QUOTED TEXT
The Office of General Counsel issued the following informal opinion on October 23, 2002, representing the position of the New York State Insurance Department.

Re: Cancellation and Renewal Provisions

Questions Presented:

1. In N.Y. Ins. Law § 3425(j)(1)(A) (McKinney 2002 Cumulative Pocket Part), to what does the phrase " . . . statutory extensions . . ." refer?

2. Pursuant to N.Y. Ins. Law § 3425, with respect to an automobile insurance policy initially written on or before August 1, 2001, what is an insurer’s obligation to the insurance agent or broker (hereinafter producer) if the producer agreement between them has been terminated?

3. Pursuant to N.Y. Ins. Law § 3425, with respect to an automobile insurance policy initially written on or after August 2, 2001, what is an insurer’s obligation to the producer if the producer agreement between them has been terminated?

4. Pursuant to N.Y. Ins. Law § 3425, with respect to a personal lines insurance policy, what is an insurer’s obligation to the producer if the producer agreement between them has been terminated?

5. N.Y. Ins. Law § 3425(j)(1)(B) (McKinney 2002 Cumulative Pocket Part) states: ". . . the insurer shall . . . at the specific request of the insured, offer to continue the policy through the terminated agent or broker for three successive one year policy periods . . . ." Does the insured need to make this request each year?

6. N.Y. Ins. Law § 3425(j)(1)(B) (McKinney 2002 Cumulative Pocket Part) states: ". . . . the insurer shall . . . at the specific request of the insured, offer to continue the policy through the terminated agent or broker for three successive one year policy periods . . . ." Is the insured required to make ". . . the specific request . . ." in a specific way?

Conclusions:

1. The phrase " . . . statutory extension . . . ," found in N.Y. Ins. Law § 3425(j)(1)(A) (McKinney 2002 Cumulative Pocket Part), is historical, and has no other significance or meaning today.

2. The statutorily required policy period for an automobile insurance policy subject to N.Y. Ins. Law § 3425 that was originally issued on or before August 1, 2001 is one year pursuant to N.Y. Ins. Law § 3425(a)(8) (McKinney 2001-2002 Interim Pocket Part). Where a producer agreement has been terminated, N.Y. Ins. Law § 3425(j)(1)(B) (McKinney 2001-2002 Interim Pocket Part) requires an insurer to offer to keep such policy in force for any remaining part of the one-year required policy period. Thereafter, at the specific request of the insured, the insurer shall continue to offer the policy through the terminated producer for three successive one-year policy periods, which commence within the year following the date of mailing or delivery to the terminated producer of written notice of termination of such contract or account. However, the producer’s rights are subject to the continuation of the policy. An insurer may cancel or non-renew a policy as permitted under the applicable provisions of N.Y. Ins. Law § 3425 (McKinney 2001-2002 Interim Pocket Part), and, in such circumstance, is not required to make the offers above-described.

EXERCISE TASK
List every specific subsection of N.Y. Ins. Law § 3425 that the insurance opinion cites, giving each one once. The records that follow are separate material and are unrelated to the insurance opinion.

[Items from a labeling collection]
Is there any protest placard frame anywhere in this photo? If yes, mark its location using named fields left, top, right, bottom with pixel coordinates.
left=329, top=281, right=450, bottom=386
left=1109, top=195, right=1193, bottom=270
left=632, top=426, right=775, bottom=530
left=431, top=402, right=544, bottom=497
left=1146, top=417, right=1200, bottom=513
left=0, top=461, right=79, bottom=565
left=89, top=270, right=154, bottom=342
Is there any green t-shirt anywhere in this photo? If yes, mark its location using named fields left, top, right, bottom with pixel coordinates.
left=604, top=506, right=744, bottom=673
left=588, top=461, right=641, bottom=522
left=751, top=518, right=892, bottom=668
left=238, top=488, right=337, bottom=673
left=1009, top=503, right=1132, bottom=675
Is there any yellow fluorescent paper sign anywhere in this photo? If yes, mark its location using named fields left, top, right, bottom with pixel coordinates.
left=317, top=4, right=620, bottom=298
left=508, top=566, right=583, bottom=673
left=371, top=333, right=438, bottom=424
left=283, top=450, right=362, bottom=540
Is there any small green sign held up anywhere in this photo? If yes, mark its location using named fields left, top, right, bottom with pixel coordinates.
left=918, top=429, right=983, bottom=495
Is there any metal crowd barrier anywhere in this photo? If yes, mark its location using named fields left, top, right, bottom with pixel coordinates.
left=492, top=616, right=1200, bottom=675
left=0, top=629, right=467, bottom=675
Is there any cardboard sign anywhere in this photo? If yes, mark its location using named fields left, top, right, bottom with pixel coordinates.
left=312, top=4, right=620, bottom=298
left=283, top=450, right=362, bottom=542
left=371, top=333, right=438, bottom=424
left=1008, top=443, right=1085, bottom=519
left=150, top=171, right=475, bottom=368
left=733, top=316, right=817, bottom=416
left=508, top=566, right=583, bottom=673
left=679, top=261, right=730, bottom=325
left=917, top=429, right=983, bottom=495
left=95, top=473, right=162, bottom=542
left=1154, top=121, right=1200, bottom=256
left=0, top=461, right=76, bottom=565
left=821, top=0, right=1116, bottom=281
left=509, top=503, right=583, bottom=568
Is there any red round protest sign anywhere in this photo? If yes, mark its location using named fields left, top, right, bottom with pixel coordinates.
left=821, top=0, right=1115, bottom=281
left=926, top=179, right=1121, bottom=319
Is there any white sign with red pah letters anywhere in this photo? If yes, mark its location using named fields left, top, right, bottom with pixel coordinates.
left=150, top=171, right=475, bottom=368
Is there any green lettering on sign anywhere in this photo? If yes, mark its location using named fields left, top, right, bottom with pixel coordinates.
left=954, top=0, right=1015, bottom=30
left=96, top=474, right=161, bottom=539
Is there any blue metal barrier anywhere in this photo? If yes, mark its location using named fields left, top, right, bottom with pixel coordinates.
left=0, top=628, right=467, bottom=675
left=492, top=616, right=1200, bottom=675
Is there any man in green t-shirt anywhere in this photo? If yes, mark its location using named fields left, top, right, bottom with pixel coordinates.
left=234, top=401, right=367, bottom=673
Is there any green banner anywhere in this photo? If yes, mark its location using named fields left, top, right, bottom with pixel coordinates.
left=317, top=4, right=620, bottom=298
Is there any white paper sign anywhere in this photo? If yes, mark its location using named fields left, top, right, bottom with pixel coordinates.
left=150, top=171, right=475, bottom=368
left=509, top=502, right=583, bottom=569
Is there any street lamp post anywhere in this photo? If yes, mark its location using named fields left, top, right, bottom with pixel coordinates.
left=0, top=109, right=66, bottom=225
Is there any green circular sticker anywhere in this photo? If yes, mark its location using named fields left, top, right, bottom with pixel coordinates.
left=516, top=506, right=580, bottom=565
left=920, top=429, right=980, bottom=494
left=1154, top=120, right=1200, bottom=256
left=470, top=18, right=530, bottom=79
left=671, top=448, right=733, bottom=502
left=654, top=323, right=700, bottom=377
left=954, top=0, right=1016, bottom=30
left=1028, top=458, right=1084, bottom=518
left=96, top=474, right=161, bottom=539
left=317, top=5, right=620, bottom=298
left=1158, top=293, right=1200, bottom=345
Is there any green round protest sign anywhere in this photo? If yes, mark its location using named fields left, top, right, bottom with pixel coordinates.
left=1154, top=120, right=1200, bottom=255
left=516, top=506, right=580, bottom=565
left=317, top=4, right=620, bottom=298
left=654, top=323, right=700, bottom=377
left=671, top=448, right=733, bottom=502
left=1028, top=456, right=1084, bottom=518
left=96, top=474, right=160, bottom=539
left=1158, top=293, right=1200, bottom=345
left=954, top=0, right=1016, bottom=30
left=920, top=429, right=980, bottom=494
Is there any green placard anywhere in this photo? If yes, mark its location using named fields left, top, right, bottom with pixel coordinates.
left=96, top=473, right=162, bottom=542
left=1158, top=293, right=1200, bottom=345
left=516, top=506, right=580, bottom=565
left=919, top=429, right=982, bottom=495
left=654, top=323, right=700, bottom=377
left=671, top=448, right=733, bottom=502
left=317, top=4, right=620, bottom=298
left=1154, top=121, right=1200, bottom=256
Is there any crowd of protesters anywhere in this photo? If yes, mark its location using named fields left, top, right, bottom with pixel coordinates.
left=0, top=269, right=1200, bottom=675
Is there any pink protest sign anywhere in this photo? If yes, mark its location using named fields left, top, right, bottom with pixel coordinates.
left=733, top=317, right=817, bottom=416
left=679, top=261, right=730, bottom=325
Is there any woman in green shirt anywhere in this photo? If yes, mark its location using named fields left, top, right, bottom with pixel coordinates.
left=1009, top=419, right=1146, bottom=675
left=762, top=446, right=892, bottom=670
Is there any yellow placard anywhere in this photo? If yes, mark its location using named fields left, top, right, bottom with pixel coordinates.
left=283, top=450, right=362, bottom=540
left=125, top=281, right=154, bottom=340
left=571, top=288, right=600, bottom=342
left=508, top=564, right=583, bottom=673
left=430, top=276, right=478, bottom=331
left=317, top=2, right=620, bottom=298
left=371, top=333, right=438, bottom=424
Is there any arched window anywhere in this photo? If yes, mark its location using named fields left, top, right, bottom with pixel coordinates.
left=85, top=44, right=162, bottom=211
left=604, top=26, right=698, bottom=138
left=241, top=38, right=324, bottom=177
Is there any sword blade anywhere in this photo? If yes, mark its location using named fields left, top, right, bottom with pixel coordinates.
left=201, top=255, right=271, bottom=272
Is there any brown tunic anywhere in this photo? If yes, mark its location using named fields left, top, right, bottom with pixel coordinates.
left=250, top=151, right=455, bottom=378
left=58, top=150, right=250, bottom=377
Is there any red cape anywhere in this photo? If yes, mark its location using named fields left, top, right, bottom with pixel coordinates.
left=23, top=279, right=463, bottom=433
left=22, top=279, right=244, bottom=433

ANSWER FOR THIS EXERCISE
§ 3425(j)(1)(A)
§ 3425(j)(1)(B)
§ 3425(a)(8)